Task to carry out =>
Return only the lines of the listing below that run from the line with "Mark every instance of the palm" through the line with "Mark every instance of the white dashed", both ends included, exactly as written.

Available records =>
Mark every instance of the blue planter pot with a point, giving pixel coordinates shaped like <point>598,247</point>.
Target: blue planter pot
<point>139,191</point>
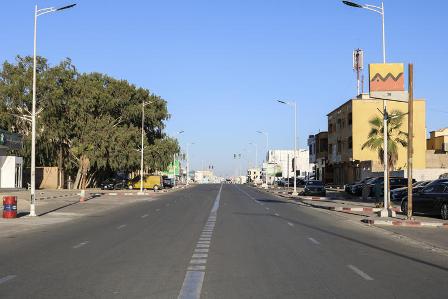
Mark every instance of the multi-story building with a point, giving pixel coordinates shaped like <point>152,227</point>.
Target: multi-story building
<point>438,141</point>
<point>318,149</point>
<point>11,167</point>
<point>284,158</point>
<point>348,130</point>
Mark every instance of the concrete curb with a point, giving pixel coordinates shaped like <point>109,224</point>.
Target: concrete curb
<point>406,223</point>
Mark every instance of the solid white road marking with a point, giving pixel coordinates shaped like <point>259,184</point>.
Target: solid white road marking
<point>202,246</point>
<point>198,261</point>
<point>7,278</point>
<point>191,288</point>
<point>80,244</point>
<point>201,250</point>
<point>314,241</point>
<point>196,268</point>
<point>360,273</point>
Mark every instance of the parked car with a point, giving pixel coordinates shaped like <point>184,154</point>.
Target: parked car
<point>395,183</point>
<point>398,194</point>
<point>432,200</point>
<point>154,182</point>
<point>314,187</point>
<point>356,187</point>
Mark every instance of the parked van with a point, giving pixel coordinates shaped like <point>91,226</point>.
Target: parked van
<point>154,182</point>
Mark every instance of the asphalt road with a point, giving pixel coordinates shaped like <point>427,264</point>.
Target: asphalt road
<point>217,242</point>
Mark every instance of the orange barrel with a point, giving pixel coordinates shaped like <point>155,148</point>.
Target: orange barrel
<point>9,206</point>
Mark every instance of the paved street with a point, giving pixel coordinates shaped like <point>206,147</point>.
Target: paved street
<point>213,241</point>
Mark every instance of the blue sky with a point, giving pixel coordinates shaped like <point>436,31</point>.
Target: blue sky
<point>221,64</point>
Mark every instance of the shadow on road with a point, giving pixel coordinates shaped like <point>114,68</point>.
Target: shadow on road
<point>351,239</point>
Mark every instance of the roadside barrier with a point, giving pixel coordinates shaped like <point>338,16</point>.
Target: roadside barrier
<point>9,207</point>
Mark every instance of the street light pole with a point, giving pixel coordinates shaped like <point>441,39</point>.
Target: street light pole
<point>188,161</point>
<point>267,157</point>
<point>37,13</point>
<point>385,212</point>
<point>174,162</point>
<point>141,157</point>
<point>256,153</point>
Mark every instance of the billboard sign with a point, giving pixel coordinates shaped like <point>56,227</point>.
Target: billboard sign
<point>386,81</point>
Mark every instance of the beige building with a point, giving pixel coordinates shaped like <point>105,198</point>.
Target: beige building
<point>348,129</point>
<point>438,141</point>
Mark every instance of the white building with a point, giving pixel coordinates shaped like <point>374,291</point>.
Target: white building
<point>284,158</point>
<point>10,166</point>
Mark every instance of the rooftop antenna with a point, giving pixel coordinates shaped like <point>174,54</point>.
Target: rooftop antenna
<point>358,66</point>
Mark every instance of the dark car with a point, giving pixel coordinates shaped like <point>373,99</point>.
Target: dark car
<point>356,187</point>
<point>398,194</point>
<point>314,187</point>
<point>108,185</point>
<point>395,183</point>
<point>114,184</point>
<point>432,200</point>
<point>168,183</point>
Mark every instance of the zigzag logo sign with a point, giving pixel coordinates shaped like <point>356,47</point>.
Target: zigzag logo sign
<point>386,77</point>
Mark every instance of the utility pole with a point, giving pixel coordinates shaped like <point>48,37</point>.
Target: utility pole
<point>410,136</point>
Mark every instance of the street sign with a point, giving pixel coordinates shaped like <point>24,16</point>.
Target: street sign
<point>386,81</point>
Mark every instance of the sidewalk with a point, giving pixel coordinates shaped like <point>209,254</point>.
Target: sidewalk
<point>59,206</point>
<point>431,232</point>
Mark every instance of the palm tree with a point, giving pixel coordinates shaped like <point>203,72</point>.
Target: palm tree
<point>395,137</point>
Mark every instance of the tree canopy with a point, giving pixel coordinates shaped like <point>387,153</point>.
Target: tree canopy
<point>89,124</point>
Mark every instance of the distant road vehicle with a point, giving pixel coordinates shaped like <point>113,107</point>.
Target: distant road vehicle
<point>432,200</point>
<point>168,183</point>
<point>154,182</point>
<point>356,187</point>
<point>314,187</point>
<point>400,193</point>
<point>114,184</point>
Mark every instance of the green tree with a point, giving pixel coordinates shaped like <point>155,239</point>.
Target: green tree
<point>89,125</point>
<point>395,137</point>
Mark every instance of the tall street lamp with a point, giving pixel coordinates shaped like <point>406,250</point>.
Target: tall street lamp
<point>294,106</point>
<point>267,157</point>
<point>174,162</point>
<point>37,13</point>
<point>143,148</point>
<point>385,212</point>
<point>256,153</point>
<point>377,9</point>
<point>188,161</point>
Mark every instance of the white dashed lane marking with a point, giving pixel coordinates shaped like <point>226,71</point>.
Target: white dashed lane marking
<point>7,278</point>
<point>80,244</point>
<point>360,273</point>
<point>192,285</point>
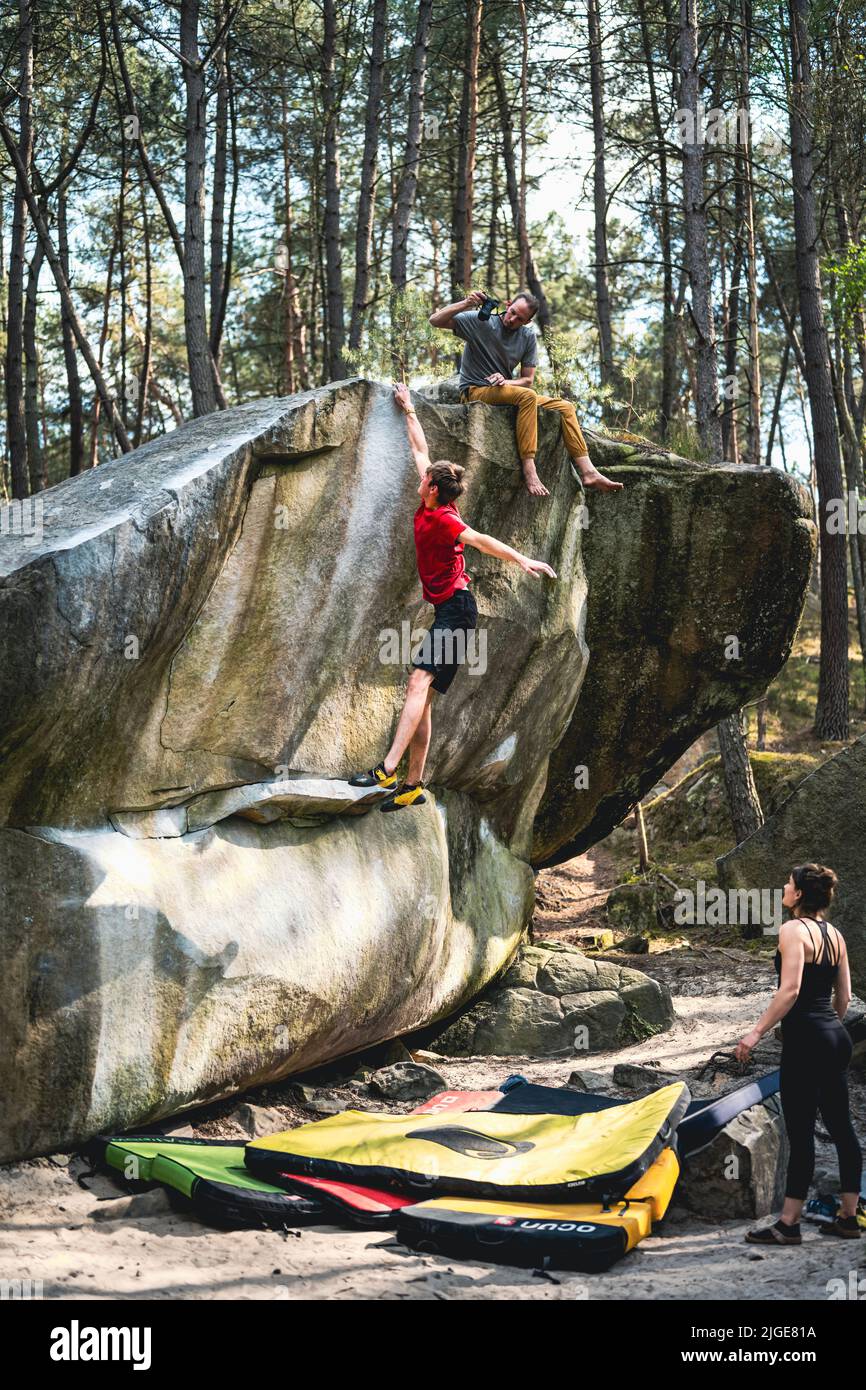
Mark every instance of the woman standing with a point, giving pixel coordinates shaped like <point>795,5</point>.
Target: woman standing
<point>811,1001</point>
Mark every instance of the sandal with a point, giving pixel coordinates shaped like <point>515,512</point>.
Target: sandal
<point>776,1235</point>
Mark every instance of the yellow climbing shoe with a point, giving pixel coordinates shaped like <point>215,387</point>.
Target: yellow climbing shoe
<point>407,795</point>
<point>376,777</point>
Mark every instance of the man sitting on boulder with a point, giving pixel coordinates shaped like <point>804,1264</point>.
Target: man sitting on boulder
<point>441,533</point>
<point>494,348</point>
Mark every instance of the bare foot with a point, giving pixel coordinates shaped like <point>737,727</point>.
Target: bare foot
<point>592,478</point>
<point>533,481</point>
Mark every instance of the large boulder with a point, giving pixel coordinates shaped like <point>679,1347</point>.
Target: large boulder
<point>695,580</point>
<point>207,635</point>
<point>823,820</point>
<point>141,976</point>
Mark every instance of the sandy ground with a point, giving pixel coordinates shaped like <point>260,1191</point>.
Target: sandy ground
<point>88,1240</point>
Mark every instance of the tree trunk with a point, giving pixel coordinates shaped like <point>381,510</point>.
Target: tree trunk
<point>17,264</point>
<point>831,712</point>
<point>752,448</point>
<point>35,451</point>
<point>334,257</point>
<point>70,356</point>
<point>63,288</point>
<point>217,214</point>
<point>366,200</point>
<point>706,369</point>
<point>669,321</point>
<point>742,798</point>
<point>195,314</point>
<point>148,342</point>
<point>409,178</point>
<point>466,154</point>
<point>513,191</point>
<point>599,198</point>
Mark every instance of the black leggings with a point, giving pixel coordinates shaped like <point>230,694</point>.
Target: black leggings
<point>815,1057</point>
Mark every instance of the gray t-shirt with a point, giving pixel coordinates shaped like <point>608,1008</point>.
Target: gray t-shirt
<point>492,348</point>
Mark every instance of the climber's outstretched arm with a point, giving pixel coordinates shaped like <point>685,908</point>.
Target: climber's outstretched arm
<point>489,545</point>
<point>416,435</point>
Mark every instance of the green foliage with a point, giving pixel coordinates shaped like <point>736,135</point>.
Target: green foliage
<point>403,344</point>
<point>850,282</point>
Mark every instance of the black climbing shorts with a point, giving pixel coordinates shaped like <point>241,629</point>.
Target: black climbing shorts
<point>445,645</point>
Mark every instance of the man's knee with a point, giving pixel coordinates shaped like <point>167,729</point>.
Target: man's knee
<point>420,681</point>
<point>523,395</point>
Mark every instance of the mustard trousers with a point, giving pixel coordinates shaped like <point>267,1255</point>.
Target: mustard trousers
<point>528,403</point>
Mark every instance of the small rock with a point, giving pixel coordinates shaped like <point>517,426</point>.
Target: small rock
<point>634,945</point>
<point>302,1094</point>
<point>633,906</point>
<point>741,1172</point>
<point>324,1105</point>
<point>634,1077</point>
<point>407,1082</point>
<point>588,1082</point>
<point>257,1119</point>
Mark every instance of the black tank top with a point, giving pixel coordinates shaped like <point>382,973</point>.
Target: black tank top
<point>815,998</point>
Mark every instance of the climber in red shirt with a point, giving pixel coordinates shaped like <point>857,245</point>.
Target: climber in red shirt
<point>441,534</point>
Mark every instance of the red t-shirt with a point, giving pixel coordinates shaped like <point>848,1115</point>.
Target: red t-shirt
<point>441,562</point>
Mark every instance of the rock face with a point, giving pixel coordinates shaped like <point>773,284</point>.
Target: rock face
<point>742,1172</point>
<point>211,633</point>
<point>823,820</point>
<point>690,566</point>
<point>553,1000</point>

Expected output =>
Mark every instance of the palm tree with a point, giving pixel coordinates shaped like <point>203,72</point>.
Target: palm tree
<point>395,137</point>
Mark every instance of the tree canopy with a point, giving pixel coordinates shaped like <point>387,153</point>.
Target: tree canopy
<point>89,124</point>
Mark every instance of the distant road vehicle with a point, giving pixel coordinates shaped like <point>113,107</point>.
Target: distant road vehicle
<point>432,200</point>
<point>168,183</point>
<point>154,182</point>
<point>356,187</point>
<point>314,187</point>
<point>400,193</point>
<point>114,184</point>
Mark every instance of the green tree with a point, giving pixel coordinates shaped like <point>155,239</point>.
Target: green tree
<point>89,125</point>
<point>395,137</point>
Mark every instance of the tall street lamp with a point, giving pixel coordinates shaped like <point>406,250</point>.
Target: tall street lamp
<point>294,106</point>
<point>267,157</point>
<point>174,162</point>
<point>37,13</point>
<point>143,148</point>
<point>385,212</point>
<point>256,153</point>
<point>377,9</point>
<point>188,161</point>
Mark every instance of the white dashed lane marking with a point, giving pixel coordinates shaped like <point>226,71</point>.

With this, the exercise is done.